Task prompt — Pick out every line in the data below that contains the string "dress", and copy each of those lines in full. Case counts, so a line qualifies only if its capitalization matches.
Dataset records start
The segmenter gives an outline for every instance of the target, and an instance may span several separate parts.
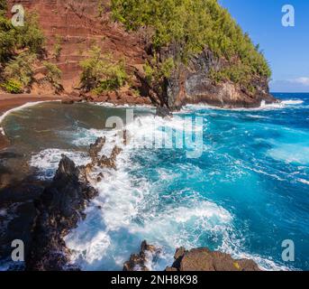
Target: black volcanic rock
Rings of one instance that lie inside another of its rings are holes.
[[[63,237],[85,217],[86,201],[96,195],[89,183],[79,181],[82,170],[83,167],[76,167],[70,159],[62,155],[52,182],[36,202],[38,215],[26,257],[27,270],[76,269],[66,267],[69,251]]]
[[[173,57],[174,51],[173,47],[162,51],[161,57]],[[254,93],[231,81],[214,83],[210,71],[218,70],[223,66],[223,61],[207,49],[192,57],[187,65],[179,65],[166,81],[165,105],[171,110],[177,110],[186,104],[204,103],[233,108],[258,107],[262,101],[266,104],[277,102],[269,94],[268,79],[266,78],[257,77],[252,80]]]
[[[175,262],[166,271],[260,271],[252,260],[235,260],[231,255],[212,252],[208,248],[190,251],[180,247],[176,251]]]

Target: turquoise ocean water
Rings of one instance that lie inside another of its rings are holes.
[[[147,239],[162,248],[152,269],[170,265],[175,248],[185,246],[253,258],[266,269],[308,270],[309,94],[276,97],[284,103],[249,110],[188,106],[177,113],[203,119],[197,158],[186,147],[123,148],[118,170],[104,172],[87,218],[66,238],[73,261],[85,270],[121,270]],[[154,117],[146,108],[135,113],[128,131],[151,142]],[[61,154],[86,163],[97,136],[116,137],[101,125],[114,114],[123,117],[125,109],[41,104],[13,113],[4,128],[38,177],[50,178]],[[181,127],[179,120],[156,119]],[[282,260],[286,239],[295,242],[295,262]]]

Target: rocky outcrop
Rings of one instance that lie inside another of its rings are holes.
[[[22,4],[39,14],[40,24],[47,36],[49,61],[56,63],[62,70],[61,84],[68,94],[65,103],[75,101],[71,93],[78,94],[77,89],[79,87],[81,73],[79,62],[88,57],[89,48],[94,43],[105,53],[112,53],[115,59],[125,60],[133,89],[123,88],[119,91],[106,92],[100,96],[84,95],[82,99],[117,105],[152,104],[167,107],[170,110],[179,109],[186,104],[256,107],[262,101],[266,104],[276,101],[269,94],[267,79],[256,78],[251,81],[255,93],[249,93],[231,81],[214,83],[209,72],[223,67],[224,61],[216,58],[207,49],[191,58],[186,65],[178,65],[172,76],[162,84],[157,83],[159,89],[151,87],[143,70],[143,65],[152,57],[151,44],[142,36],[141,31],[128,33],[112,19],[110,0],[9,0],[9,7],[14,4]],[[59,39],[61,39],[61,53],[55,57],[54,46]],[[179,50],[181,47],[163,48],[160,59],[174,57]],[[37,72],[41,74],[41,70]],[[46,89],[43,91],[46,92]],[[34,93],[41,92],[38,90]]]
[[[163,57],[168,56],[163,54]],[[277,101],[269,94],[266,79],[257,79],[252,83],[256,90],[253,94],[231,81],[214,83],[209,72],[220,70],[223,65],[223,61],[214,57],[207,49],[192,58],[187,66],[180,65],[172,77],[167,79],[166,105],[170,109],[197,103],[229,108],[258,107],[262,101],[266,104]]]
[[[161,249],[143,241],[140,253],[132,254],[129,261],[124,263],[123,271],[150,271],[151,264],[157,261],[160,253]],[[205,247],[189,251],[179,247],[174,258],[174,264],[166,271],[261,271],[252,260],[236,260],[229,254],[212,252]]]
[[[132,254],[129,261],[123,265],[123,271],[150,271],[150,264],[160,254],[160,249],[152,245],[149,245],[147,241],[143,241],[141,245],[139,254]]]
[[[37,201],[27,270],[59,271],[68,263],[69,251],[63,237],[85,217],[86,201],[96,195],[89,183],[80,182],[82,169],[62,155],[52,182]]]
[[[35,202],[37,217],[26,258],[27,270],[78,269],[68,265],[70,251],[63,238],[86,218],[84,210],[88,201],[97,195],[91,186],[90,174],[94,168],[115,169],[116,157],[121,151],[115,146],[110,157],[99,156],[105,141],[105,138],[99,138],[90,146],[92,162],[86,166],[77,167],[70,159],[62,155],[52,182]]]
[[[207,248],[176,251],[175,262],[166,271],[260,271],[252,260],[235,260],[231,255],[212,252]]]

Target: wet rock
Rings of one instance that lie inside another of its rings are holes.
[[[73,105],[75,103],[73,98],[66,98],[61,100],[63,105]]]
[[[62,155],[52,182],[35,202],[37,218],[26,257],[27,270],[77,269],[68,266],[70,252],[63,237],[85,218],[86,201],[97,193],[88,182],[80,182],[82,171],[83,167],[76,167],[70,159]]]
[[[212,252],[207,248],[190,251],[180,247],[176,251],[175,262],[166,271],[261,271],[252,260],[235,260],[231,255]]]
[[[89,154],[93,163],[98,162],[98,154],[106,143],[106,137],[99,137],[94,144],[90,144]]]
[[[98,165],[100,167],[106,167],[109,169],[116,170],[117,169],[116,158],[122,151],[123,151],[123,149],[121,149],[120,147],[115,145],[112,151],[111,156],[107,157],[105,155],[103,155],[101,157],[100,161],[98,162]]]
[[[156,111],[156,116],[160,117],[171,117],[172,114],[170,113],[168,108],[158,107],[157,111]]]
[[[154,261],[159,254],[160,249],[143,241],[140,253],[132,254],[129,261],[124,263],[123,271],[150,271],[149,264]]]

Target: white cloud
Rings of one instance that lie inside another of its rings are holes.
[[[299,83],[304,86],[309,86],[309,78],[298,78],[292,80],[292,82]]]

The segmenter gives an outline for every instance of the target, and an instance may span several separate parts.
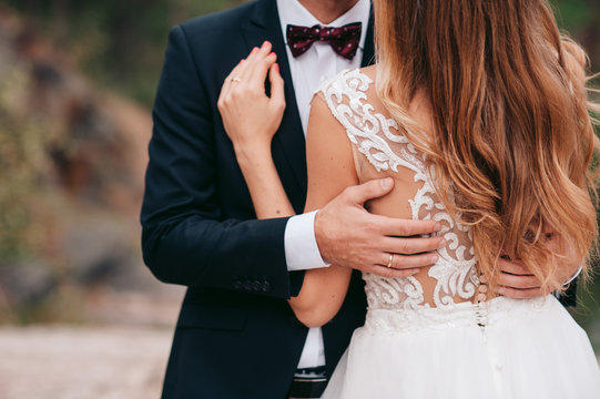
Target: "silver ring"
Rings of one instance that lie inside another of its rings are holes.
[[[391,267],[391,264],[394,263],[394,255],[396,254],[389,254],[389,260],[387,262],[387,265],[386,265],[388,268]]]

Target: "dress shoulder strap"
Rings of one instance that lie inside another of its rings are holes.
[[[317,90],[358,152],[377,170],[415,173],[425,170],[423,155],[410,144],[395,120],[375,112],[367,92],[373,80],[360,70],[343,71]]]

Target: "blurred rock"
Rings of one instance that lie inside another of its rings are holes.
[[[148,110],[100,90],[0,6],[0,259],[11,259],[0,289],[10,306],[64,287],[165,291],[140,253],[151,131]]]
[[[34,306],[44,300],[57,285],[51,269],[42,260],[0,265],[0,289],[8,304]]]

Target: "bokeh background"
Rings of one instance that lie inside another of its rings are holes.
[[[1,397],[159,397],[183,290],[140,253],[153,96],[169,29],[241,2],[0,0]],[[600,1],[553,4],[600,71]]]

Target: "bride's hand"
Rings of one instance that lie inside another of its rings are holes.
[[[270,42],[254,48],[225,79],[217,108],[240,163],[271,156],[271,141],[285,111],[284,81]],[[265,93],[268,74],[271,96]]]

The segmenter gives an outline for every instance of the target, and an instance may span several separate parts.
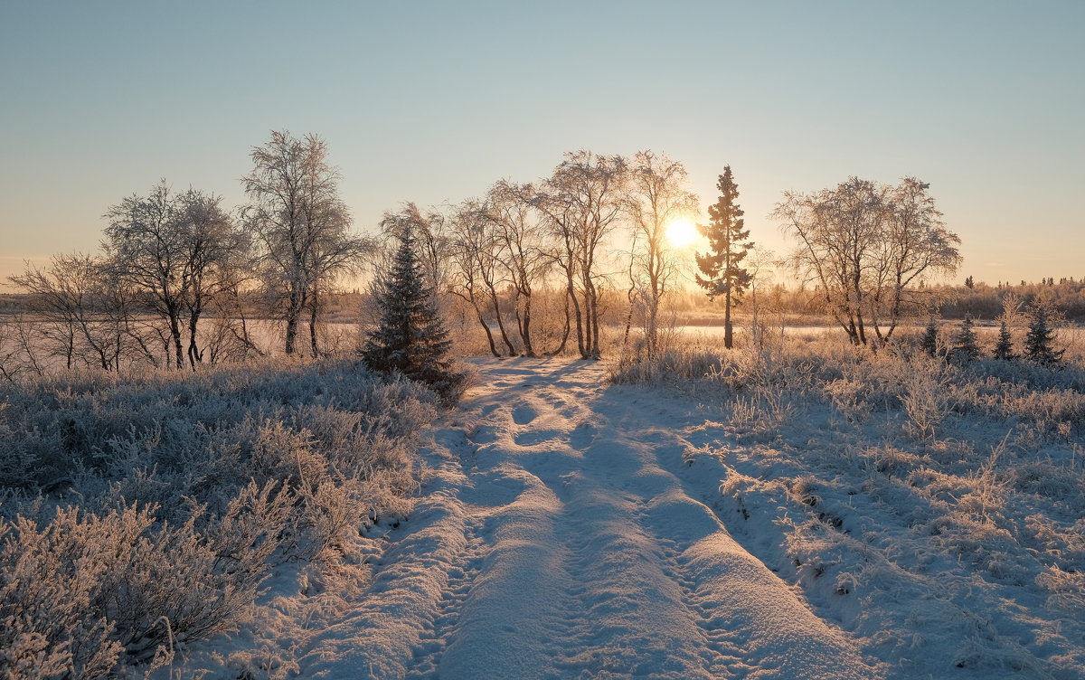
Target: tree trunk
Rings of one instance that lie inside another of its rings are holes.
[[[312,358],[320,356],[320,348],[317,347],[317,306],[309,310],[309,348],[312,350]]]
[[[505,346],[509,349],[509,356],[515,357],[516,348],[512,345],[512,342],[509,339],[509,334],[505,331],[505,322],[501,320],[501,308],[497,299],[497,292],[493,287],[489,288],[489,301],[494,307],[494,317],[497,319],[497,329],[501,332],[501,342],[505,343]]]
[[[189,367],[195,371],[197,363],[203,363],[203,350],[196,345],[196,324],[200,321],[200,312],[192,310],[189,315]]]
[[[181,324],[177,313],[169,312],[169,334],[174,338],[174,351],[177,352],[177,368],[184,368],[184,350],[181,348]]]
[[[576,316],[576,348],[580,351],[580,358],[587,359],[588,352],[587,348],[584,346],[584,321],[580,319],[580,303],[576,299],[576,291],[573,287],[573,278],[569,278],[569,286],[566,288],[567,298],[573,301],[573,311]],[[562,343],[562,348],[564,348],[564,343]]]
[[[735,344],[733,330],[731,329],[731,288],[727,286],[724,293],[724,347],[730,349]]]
Dataset records end
Dataset records start
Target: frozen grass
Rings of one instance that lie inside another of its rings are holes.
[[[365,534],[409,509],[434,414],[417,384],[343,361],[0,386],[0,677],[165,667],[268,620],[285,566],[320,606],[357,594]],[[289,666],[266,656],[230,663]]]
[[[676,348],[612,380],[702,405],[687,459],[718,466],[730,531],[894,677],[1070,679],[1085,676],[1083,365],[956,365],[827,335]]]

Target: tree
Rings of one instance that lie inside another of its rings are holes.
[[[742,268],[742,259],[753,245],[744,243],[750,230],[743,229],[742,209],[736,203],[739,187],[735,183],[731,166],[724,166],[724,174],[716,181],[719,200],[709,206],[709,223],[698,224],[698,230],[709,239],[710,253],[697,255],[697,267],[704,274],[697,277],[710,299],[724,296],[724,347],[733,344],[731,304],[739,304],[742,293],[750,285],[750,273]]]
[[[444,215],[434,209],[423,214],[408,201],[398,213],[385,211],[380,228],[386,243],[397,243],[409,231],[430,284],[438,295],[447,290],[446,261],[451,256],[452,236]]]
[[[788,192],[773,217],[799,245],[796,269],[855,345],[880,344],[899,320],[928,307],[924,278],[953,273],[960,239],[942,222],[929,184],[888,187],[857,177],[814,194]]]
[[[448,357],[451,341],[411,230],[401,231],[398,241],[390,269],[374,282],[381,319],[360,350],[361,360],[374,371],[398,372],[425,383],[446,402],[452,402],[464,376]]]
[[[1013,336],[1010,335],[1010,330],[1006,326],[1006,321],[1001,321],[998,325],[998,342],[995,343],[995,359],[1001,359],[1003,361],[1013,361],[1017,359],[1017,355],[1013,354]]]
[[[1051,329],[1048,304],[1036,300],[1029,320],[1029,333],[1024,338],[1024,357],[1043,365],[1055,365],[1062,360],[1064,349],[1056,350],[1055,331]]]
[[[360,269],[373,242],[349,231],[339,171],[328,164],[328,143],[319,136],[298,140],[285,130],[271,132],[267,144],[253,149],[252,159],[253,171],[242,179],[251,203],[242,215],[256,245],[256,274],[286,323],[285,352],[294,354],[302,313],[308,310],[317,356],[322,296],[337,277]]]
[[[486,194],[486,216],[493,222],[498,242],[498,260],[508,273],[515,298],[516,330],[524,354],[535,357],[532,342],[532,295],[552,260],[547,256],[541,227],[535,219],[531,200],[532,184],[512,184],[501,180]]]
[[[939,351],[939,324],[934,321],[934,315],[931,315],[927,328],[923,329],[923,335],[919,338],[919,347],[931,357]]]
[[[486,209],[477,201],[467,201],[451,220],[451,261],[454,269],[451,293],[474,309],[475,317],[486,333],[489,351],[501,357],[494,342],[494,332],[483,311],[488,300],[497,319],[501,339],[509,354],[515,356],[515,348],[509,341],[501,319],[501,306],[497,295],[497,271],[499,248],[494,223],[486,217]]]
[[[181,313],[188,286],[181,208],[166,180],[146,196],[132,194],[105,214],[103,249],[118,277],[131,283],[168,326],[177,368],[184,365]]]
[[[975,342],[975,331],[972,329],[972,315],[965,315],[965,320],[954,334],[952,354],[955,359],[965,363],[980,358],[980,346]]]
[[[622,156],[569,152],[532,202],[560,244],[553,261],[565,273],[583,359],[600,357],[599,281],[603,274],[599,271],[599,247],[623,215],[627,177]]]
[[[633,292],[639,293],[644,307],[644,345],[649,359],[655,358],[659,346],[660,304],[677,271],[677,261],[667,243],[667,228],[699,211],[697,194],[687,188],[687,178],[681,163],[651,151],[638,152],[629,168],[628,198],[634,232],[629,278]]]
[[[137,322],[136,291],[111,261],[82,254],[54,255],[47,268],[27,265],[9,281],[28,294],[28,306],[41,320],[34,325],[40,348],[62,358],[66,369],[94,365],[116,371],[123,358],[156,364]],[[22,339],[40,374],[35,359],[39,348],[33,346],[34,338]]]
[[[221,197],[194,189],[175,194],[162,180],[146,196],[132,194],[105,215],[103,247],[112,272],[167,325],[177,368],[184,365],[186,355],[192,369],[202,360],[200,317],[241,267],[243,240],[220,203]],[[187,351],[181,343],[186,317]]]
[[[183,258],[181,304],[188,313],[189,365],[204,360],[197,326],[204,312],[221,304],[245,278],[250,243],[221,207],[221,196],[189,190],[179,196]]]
Dataset records end
Dataset records start
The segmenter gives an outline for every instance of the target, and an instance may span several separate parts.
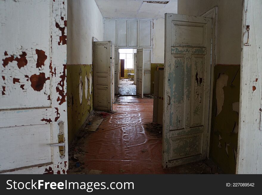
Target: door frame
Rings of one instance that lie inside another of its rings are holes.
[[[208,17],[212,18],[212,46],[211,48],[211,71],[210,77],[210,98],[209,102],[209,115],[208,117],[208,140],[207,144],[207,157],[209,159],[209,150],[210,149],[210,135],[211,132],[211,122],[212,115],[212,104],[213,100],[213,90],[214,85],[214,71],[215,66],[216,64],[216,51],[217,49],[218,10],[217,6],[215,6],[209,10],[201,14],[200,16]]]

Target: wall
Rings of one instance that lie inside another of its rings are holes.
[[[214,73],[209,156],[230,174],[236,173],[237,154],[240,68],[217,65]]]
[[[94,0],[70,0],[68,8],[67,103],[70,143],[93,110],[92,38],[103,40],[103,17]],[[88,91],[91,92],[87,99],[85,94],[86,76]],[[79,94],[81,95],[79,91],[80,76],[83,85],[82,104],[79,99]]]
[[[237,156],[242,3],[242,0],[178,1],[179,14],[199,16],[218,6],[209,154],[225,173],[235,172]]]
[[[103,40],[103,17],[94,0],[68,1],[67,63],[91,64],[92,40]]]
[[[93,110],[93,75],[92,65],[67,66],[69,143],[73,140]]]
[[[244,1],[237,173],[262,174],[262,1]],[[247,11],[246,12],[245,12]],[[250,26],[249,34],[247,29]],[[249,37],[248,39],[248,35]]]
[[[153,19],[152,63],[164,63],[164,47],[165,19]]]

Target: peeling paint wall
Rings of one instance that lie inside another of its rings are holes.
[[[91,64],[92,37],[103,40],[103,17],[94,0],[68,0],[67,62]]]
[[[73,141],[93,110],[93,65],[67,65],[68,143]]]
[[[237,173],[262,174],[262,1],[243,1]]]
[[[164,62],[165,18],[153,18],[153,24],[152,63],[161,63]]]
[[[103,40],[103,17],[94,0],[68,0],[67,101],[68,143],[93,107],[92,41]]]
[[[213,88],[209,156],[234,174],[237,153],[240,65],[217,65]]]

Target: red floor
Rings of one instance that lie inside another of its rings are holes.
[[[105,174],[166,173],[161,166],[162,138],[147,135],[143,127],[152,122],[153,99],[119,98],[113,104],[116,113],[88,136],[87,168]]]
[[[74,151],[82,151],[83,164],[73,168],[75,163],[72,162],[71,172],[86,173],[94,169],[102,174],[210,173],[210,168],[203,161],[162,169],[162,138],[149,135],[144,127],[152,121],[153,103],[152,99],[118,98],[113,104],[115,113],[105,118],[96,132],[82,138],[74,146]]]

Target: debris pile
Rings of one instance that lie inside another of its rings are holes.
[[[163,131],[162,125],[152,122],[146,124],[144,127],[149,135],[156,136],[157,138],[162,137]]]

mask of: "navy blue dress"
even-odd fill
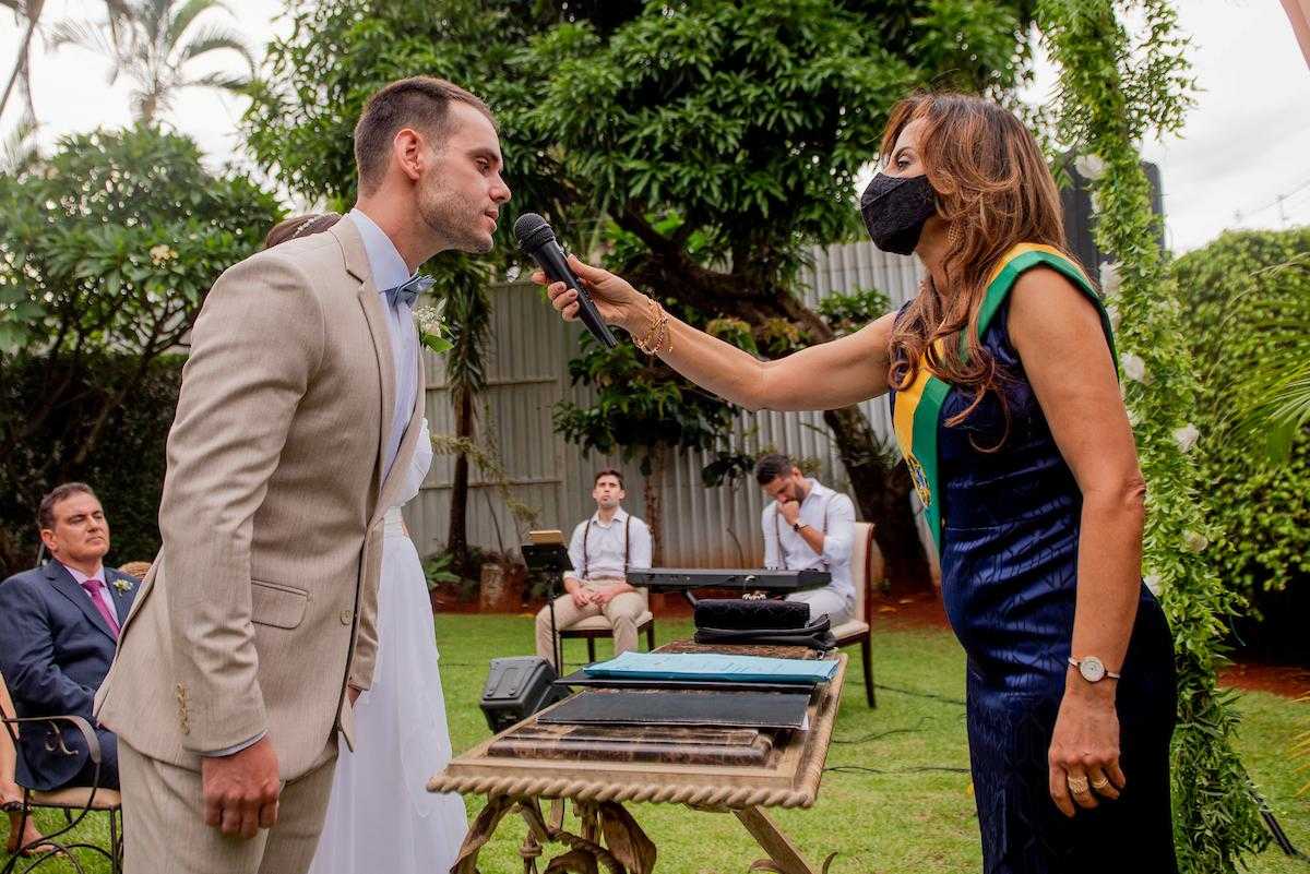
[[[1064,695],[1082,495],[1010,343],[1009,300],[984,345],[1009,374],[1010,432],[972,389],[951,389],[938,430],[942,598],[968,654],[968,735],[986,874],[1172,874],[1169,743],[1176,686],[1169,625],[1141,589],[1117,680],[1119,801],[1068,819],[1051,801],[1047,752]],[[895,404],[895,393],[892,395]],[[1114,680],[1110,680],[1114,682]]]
Dataset records end
Output for this task —
Target: "dress shoulder strap"
mask of: "navy blue dress"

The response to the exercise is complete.